_Exercise instructions_.
Could you update the lines below, everything from the line containing "of the blurred" down to the line containing "Target: blurred background foliage", putting "out-of-focus greenery" in place of "blurred background foliage" and leaving all else unchanged?

_Stored data_.
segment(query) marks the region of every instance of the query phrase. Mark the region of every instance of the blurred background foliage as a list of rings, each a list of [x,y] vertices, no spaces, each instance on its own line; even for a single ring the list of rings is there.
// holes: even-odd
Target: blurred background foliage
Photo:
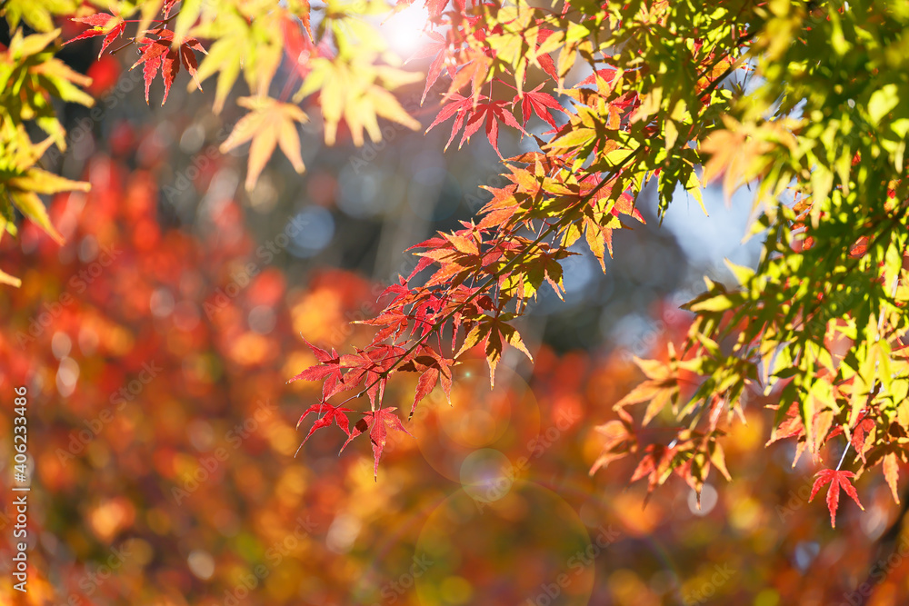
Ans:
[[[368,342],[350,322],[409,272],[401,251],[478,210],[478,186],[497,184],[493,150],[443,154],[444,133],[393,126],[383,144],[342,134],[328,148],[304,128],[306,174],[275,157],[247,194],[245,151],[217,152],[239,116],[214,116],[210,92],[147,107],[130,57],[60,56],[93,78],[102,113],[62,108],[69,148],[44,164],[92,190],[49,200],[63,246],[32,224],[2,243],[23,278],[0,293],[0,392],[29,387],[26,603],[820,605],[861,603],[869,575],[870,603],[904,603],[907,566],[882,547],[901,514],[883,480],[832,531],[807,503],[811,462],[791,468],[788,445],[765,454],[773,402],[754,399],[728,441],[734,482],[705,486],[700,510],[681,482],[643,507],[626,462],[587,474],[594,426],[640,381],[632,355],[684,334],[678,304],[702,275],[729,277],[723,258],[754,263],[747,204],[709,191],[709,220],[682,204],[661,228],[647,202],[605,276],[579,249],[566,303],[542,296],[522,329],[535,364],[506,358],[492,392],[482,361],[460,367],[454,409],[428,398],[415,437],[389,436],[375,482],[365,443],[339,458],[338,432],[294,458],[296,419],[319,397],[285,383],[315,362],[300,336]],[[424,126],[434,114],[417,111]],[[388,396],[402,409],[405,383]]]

...

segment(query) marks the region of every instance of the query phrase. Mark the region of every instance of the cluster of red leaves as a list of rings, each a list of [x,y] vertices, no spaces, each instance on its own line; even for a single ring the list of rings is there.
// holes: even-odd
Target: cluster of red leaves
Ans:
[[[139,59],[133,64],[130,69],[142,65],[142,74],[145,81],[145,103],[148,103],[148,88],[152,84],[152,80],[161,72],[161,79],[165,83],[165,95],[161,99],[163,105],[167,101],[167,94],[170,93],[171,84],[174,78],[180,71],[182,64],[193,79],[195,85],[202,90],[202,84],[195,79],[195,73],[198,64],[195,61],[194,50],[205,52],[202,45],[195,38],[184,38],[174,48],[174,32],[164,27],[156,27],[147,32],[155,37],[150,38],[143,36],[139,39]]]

==

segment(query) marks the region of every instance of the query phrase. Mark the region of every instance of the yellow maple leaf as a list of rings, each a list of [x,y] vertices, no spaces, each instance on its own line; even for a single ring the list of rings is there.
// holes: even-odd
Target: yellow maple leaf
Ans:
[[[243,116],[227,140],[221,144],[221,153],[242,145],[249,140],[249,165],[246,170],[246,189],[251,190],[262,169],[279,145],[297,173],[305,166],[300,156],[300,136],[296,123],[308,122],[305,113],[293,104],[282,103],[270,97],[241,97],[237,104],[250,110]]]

_Problem solution_.
segment(query) marks the region of every instance of the query phrase. Mark the region of every instance of the out-of-focus greenery as a list of rings, each a list of [x,y] vertices, no spaces, each instance on its own line; even for a single ring the list of rings is there.
// holes: even-odd
Target: out-of-focus greenery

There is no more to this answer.